RECORDS PROVIDED:

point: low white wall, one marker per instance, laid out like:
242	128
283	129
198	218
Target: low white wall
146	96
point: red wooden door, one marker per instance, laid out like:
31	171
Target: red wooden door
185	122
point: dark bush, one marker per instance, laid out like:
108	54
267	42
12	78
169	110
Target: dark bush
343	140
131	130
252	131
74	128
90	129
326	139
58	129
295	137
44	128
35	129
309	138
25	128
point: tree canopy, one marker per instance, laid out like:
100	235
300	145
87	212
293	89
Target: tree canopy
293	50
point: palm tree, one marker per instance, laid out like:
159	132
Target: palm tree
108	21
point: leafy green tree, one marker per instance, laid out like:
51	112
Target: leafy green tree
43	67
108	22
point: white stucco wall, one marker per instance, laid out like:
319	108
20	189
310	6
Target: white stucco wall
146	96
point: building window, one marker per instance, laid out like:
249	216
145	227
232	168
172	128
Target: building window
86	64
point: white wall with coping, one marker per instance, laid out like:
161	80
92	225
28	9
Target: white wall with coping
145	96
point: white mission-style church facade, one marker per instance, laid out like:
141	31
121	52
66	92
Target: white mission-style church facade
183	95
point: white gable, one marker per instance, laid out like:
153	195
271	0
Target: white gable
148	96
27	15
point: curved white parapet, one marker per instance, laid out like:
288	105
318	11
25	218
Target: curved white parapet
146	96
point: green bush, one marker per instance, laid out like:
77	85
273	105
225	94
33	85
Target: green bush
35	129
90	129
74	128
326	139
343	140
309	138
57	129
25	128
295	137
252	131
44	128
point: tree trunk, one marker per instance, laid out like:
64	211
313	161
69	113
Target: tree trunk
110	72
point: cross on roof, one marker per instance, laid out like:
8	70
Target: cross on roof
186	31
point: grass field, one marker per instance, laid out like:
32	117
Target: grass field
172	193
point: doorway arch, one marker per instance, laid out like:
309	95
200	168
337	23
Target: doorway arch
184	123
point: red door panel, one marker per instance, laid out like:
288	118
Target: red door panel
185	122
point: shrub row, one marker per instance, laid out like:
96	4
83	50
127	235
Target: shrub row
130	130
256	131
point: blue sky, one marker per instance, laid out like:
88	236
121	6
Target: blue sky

ABOUT THIS EXERCISE:
For the word "blue", go through the records and show each line that carries it.

TASK RESPONSE:
point: blue sky, one marker per instance, laid out like:
Target: blue sky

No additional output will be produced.